» **PROBLEM TO SOLVE**
Please extract the passage of the Hash2 review thread between "-N3980 proposes a" and "it's still undesirable.)", inclusive.

» **TEXT**
......
El 08/12/2024 a las 12:42, Peter Dimov via Boost escribió:
... this is implied by "equivalent to the original", because if the copy produced a different output, it wouldn't be equivalent.
- Should the HashAlgorithm support calls to "update" and "result" several times, interleaving both calls?
It should, yes. Any calls are allowed, in any order.
Understood.
- I don't know if SHA-1/RIPEMD-128 should be in the library at all (insecure and not sure if useful in any real context).
SHA-1 is still widely used, e.g. for Git commit hashes. We added RIPEMD-128 in order to have a recommended replacement for MD5 in the case where the digest has to be exactly 128 bits.
Ok.
- The original proposal mentions a "variadic version of hash_append", (https://www.open- std.org/jtc1/sc22/wg21/docs/papers/2014/n3980.html#variadic) maybe that would be a useful utility in the library.
It might be, yes.
Let's add it to the to-do list ;-)
- The hash_append_unordered_range function is surprising for people like me that are not experts on hashing, but it's an important concept for users. The original proposal explains the problem (https://www.open- std.org/jtc1/sc22/wg21/docs/papers/2014/n3980.html#unordered), I feel the problem should be also explained in the documentation of Hash2, and how the library design solves it (using a copy of the HashAlgorithm, as proposed in n3980).
N3980 also says that "And there are various other schemes. They are all implementable. But they each have their advantages and disadvantages. Therefore this proposal proposes none of them. Should the future expose the ideal hash_append specification for unordered containers, it can always be added at that time."
Why does Hash2 offer a single alternative?
I don't know of a better one.
Constructing a temporary std::set is not a serious alternative. In addition to being allocating, slow, and potentially throwing, it also relies on the existence of operator<, which an unordered container doesn't require.
Ok. Yes, the other alternative described in the original paper is much worse. Not sure how the hash quality is weakened with the curren implementation: all element hashes are converted to 64 bit, added and a final hash is computed. It seems to me that combining and shuffling all original result_type bits from each individual hash would provide a better hash result for the whole sequence, but I'm not certainly able to mathematically prove that...
-N3980 proposes a "type-erase hasher" (https://www.open- std.org/jtc1/sc22/wg21/docs/papers/2014/n3980.html#type_erased_hasher ), would it be interesting to include it in Hash2?
I had the type erased hasher in the "planned additions" list for a long time, partly because I thought I needed it for the hash2sum example. But it doesn't meet the hash algorithm requirements, because it doesn't have the correct constructors and because the copy constructor is allocating and potentially throwing (the latter is not, strictly speaking, a violation but it's still undesirable.)
Type-erasing requires trade-offs but for types like pimpl idioms, you can't template or it's not desirable to template code that previously was on a cpp. One option is that boost::hash2::type_erased_hasher can have enough small buffer optimization (at least for hashes implemented in the boost::hash2 library) so that allocation can be avoided in most cases. A good type_erased_hasher is not trivial and certainly useful.
......
» **INFORMATION SUPPLIED**
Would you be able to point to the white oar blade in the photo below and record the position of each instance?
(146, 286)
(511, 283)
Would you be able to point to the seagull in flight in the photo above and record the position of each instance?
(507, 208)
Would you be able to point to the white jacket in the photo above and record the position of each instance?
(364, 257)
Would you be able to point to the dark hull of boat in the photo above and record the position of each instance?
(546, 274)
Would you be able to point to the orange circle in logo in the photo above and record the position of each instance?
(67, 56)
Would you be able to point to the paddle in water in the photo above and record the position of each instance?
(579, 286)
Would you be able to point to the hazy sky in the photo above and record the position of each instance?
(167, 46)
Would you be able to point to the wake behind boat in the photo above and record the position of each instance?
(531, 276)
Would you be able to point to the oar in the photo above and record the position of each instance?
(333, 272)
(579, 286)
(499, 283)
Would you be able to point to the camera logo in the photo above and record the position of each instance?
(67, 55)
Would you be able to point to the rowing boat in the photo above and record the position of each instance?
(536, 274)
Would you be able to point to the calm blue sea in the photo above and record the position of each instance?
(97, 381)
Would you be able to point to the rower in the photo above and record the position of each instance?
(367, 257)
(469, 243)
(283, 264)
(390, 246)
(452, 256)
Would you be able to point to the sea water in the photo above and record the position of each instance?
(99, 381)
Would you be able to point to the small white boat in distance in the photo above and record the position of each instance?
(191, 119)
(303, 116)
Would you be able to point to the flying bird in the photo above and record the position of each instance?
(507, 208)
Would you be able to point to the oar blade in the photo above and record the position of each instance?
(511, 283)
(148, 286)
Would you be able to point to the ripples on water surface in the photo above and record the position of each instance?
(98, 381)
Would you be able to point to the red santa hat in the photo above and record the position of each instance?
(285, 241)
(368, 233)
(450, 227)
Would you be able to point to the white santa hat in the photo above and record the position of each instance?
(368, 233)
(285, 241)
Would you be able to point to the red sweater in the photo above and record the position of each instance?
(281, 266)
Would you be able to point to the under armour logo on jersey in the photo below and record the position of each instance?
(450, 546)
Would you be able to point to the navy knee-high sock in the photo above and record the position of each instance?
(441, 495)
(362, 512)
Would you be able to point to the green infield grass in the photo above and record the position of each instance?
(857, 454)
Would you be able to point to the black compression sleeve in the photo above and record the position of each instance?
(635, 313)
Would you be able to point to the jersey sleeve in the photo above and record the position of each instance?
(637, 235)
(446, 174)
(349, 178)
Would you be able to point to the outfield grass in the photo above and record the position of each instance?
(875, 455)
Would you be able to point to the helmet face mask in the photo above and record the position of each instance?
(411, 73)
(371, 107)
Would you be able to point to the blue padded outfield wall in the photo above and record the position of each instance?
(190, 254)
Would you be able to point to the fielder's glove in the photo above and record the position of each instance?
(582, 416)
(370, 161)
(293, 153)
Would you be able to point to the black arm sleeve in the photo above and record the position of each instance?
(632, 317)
......
» **WORKED SOLUTION**
-N3980 proposes a "type-erase hasher" (https://www.open- std.org/jtc1/sc22/wg21/docs/papers/2014/n3980.html#type_erased_hasher ), would it be interesting to include it in Hash2?
I had the type erased hasher in the "planned additions" list for a long time, partly because I thought I needed it for the hash2sum example. But it doesn't meet the hash algorithm requirements, because it doesn't have the correct constructors and because the copy constructor is allocating and potentially throwing (the latter is not, strictly speaking, a violation but it's still undesirable.)